— GIVEN PASSAGE —
..............................

House votes down modest HMO bill
Thursday, Oct. 7, 1999 | 11:28 a.m.
SUN STAFF AND WIRE REPORTS
WASHINGTON -- House members today rejected the most modest of four competing patient-protection bills as they confronted the politically charged issue of HMOs and whether injured Americans should be allowed to sue them.
Managed care has dominated the health debate on Capitol Hill all year, as Congress responds to voters' frustration over cost cutting and fears they may be denied needed care.
Casting their first votes on the politically hot topic, the House defeated, 284-145, a bill sponsored by Rep. John Boehner, R-Ohio, which would have given patients no new rights to file lawsuits. Federal law now effectively bans such suits for millions of Americans, even if they are injured or die because of an HMO's decision.
Nevada's two House members differ somewhat in their stances in today's patient's rights debate. Rep. Shelley Berkley, a Democrat, fully supports the heavily Democrat-backed Norwood-Dingell bill.
So does Rep. Jim Gibbons, a Republican. Gibbons is even an original co-sponsor of the bill.
But Gibbons, along with several other Republican House members, have created a new faction, crafting an amendment that they plan to push today. Theirs is one of three alternative proposals to Norwood-Dingell.
The most pronounced difference between the new plan Gibbons supports, called the Houghton-Graham after principal sponsors Rep. Amo Houghton, R-N.Y., and Lindsey Graham, R-S.C., is that Norwood-Dingell allows people more leverage to sue for unlimited sums when an HMO denies them care. The Gibbons-backed plan limits lawsuit awards to $500,000. It also limits people to suing in federal, not state, courts.
Gibbons, Houghton and Graham assembled for a late afternoon press conference at the Capitol on Wednesday, the eve of today's likely vote on the issue.
Gibbons said he was willing to part with the majority of his party in the interest of creating health care reform that was "meaningful and balanced."
"This is an issue about bringing people in Congress together to solve these problems," Gibbons said. "We're here to build on bipartisanship that started with this (Norwood-Dingell) bill."
Conservative Republicans and their allies in the business and insurance industries preferred this bill, but Democrats and many Republicans felt it didn't go far enough.
"It does not hold insurance companies accountable when they make medical decisions that harm people," said Rep. Sherrod Brown, D-Ohio.
Meanwhile, hoping to keep Democrats united, President Clinton today sent a letter to Capitol Hill restating his strong support for a broad bill that would give patients a host of new rights, including broad new rights to sue.
Democratic leaders fear that concerns over how to pay for it may cost them votes.
On Wednesday, the House approved, largely along party lines, a GOP-written package of tax breaks and other provisions meant to help people without insurance obtain coverage. Democrats balked, saying the bill would cost the Treasury $48 billion over 10 years but help only a fraction of the uninsured.

..............................

— DATASET CONTENT —
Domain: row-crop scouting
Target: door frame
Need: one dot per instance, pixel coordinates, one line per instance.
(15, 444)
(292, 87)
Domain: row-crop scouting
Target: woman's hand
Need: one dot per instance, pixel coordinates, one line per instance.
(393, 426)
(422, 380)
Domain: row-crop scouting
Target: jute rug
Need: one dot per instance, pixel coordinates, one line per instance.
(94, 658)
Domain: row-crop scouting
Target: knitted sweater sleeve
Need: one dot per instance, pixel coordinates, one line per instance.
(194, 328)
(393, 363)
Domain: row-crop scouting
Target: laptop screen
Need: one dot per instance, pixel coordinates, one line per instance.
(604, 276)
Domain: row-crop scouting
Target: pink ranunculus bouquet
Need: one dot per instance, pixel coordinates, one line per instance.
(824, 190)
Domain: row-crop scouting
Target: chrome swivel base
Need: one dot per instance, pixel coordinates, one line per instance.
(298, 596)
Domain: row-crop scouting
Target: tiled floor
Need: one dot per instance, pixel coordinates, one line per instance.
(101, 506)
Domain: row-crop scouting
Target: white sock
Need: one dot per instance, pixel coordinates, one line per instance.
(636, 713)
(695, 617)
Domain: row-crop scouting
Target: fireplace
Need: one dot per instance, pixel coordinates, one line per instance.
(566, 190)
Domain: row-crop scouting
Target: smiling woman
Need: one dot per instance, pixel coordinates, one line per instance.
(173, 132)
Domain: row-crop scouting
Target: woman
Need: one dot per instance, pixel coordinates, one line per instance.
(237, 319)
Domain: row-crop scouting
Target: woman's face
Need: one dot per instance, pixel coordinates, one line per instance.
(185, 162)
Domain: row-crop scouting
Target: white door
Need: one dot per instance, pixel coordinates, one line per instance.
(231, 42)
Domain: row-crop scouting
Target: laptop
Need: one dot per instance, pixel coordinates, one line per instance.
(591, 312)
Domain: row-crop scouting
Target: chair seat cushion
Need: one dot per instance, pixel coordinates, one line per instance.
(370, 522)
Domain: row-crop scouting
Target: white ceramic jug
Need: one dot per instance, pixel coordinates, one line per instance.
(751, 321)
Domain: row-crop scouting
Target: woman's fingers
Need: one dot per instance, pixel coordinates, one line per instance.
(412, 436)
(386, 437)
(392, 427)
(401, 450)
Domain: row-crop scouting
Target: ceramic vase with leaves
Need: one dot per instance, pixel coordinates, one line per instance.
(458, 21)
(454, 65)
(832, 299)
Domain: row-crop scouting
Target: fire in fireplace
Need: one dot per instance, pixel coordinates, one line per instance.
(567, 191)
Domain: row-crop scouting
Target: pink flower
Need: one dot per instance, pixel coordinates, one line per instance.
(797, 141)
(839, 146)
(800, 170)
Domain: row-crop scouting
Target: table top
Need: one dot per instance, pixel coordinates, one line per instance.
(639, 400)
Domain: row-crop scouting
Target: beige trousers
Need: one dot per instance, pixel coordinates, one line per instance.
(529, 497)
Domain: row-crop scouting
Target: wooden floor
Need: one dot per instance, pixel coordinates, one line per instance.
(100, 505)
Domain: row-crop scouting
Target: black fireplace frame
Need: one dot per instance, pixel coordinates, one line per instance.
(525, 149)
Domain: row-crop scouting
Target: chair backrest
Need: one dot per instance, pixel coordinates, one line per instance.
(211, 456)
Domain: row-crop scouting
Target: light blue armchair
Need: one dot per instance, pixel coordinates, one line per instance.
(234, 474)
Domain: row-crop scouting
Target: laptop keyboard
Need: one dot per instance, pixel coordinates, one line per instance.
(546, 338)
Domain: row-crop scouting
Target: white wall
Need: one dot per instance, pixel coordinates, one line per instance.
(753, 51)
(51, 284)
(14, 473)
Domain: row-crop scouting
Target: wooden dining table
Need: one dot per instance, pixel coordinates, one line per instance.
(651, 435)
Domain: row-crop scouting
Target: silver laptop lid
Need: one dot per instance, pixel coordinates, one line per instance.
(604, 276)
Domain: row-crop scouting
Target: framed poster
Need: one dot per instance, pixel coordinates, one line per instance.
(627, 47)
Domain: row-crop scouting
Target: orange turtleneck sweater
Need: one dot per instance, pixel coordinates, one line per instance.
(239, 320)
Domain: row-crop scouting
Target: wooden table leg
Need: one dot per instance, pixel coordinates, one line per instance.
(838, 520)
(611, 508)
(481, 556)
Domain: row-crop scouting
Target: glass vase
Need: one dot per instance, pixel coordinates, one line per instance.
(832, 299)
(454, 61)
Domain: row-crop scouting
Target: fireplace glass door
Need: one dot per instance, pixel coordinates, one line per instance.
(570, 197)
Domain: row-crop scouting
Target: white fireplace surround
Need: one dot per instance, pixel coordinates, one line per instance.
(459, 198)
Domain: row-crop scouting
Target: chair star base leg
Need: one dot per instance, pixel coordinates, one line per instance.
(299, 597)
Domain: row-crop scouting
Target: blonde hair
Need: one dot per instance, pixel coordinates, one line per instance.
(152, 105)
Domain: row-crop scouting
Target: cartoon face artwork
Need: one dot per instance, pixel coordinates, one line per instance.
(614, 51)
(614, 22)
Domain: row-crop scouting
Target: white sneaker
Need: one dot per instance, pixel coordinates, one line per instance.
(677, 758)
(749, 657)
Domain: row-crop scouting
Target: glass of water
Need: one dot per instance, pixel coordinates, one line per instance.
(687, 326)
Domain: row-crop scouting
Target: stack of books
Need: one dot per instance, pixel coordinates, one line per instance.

..............................

— EXERCISE —
Using the article on the HMO bill, say whether each statement agrees with it, answering yes or no and quoting the words that decide it. (a) The House rejected the Boehner bill by a vote of 284 to 145. (b) The plan Gibbons backs allows people to sue in state courts. (c) Rep. Shelley Berkley is a Republican.

— SOLUTION TO THE PROBLEM —
(a) Yes: "the House defeated, 284-145, a bill sponsored by Rep. John Boehner, R-Ohio"
(b) No: "It also limits people to suing in federal, not state, courts."
(c) No: "Rep. Shelley Berkley, a Democrat"